_Required work_
Give back the full listing exactly as it appears below.

-- -- --

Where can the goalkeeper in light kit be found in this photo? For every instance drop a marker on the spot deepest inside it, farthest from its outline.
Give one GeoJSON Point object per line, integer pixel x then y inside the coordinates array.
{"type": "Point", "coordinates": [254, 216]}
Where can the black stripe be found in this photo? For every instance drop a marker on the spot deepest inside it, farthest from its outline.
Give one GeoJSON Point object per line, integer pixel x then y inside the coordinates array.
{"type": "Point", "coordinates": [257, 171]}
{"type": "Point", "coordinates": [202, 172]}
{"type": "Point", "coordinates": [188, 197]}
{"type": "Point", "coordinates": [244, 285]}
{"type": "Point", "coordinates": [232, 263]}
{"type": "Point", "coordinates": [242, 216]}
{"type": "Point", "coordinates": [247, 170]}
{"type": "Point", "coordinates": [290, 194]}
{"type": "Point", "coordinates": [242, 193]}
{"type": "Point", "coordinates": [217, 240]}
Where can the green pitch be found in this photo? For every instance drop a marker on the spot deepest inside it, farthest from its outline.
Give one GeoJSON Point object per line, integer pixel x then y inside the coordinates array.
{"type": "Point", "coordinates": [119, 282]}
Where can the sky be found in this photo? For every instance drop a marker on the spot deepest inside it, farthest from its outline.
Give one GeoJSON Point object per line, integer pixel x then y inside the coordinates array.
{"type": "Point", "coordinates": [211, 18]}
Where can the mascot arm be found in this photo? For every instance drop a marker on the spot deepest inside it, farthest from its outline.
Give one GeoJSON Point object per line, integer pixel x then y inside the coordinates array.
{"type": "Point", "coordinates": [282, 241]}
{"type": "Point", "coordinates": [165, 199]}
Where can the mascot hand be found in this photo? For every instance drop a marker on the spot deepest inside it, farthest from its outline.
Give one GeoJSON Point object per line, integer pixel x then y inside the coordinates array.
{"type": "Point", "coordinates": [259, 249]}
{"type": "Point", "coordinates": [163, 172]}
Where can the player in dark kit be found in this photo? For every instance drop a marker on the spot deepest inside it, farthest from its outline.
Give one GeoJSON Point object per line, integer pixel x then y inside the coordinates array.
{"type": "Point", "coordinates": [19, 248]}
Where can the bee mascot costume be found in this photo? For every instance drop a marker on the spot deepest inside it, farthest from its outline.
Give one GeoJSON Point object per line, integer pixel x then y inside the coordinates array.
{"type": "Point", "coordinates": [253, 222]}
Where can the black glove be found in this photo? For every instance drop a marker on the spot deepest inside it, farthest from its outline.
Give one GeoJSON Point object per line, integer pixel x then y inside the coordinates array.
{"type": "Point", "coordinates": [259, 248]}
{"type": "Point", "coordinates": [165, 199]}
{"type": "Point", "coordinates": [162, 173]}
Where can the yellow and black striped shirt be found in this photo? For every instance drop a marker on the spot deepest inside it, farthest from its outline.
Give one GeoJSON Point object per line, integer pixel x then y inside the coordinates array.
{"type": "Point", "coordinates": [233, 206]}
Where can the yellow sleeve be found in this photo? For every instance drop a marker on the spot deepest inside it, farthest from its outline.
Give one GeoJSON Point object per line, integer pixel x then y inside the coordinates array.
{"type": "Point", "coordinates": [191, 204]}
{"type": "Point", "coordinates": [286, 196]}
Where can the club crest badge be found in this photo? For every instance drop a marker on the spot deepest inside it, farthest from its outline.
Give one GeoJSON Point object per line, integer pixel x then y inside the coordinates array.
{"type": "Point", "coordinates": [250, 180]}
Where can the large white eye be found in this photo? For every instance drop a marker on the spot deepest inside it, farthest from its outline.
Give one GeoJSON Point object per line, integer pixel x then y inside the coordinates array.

-- -- --

_Solved exercise_
Where can the goalkeeper in light kit be found in this photo? For every instance drop a marker on the spot deepest inside it, farthest from its outline.
Give one GeoJSON Point object per line, integer pixel x then y inside the coordinates array.
{"type": "Point", "coordinates": [254, 216]}
Where can the black stripe be found in this photo? For every instance drop a marker on the spot deepest inside it, farthest from its outline.
Give one GeoJSON Point object per line, integer pixel x then y inside the coordinates array.
{"type": "Point", "coordinates": [257, 171]}
{"type": "Point", "coordinates": [202, 172]}
{"type": "Point", "coordinates": [188, 197]}
{"type": "Point", "coordinates": [244, 285]}
{"type": "Point", "coordinates": [232, 263]}
{"type": "Point", "coordinates": [242, 216]}
{"type": "Point", "coordinates": [247, 170]}
{"type": "Point", "coordinates": [290, 194]}
{"type": "Point", "coordinates": [242, 193]}
{"type": "Point", "coordinates": [217, 240]}
Where can the green pitch be found in this photo? For every instance drop a marker on the spot deepest inside it, farthest from its outline.
Give one GeoJSON Point object per line, integer pixel x then y inside the coordinates array.
{"type": "Point", "coordinates": [119, 282]}
Where can the sky be found in this photo? For every instance drop a marker on the spot deepest inside it, farthest from its outline.
Give one GeoJSON Point object per line, integer pixel x then y inside the coordinates array.
{"type": "Point", "coordinates": [211, 18]}
Where can the mascot arm be found in this photo? For every instance drop a marker on the spot deepest inside it, farthest from its outline.
Give one GeoJSON Point object per line, integer pixel x then y inside the coordinates array.
{"type": "Point", "coordinates": [282, 241]}
{"type": "Point", "coordinates": [165, 199]}
Where can the mascot hand be found in this photo? For every instance drop a marker on the spot deepest inside it, farthest from its outline.
Give one GeoJSON Point object per line, integer pixel x then y inside the coordinates array.
{"type": "Point", "coordinates": [259, 249]}
{"type": "Point", "coordinates": [163, 172]}
Where can the player in dark kit be found in this photo? For every instance drop a marker on the spot deepest inside it, farthest from its outline.
Give one GeoJSON Point object per line, integer pixel x then y inside the coordinates array.
{"type": "Point", "coordinates": [19, 248]}
Where can the bee mascot costume be found in this photo? For every instance drop a marker on the spot deepest inside it, farthest from its outline.
Give one GeoJSON Point object per line, integer pixel x then y inside the coordinates array.
{"type": "Point", "coordinates": [253, 222]}
Where can the black glove be found in this photo? For every instance drop a marker on the spot deepest inside it, farthest from its outline.
Give one GeoJSON Point object per line, integer pixel x then y inside the coordinates array.
{"type": "Point", "coordinates": [259, 248]}
{"type": "Point", "coordinates": [165, 199]}
{"type": "Point", "coordinates": [162, 173]}
Where can the yellow and black striped shirt be found in this photo? For every instance drop a marker on the spot deepest inside it, farthest from its outline.
Give one GeoJSON Point object per line, integer pixel x then y inside the coordinates array.
{"type": "Point", "coordinates": [233, 206]}
Where can the yellow sleeve be found in this photo? For every instance drop a marker on the spot deepest inside it, farthest from its outline.
Give one GeoJSON Point object per line, integer pixel x then y inside the coordinates array.
{"type": "Point", "coordinates": [191, 204]}
{"type": "Point", "coordinates": [286, 196]}
Where can the club crest badge be found in this photo? For every instance drop a marker on the spot deepest inside it, farthest from its outline.
Give one GeoJSON Point object per line, integer pixel x then y inside the coordinates array.
{"type": "Point", "coordinates": [250, 180]}
Where can the large white eye be found in this photo? For every instance drop a marker on the spot deepest inside it, farthest from its outline.
Give one GeoJSON Point object per line, integer pixel x then y inside the coordinates array.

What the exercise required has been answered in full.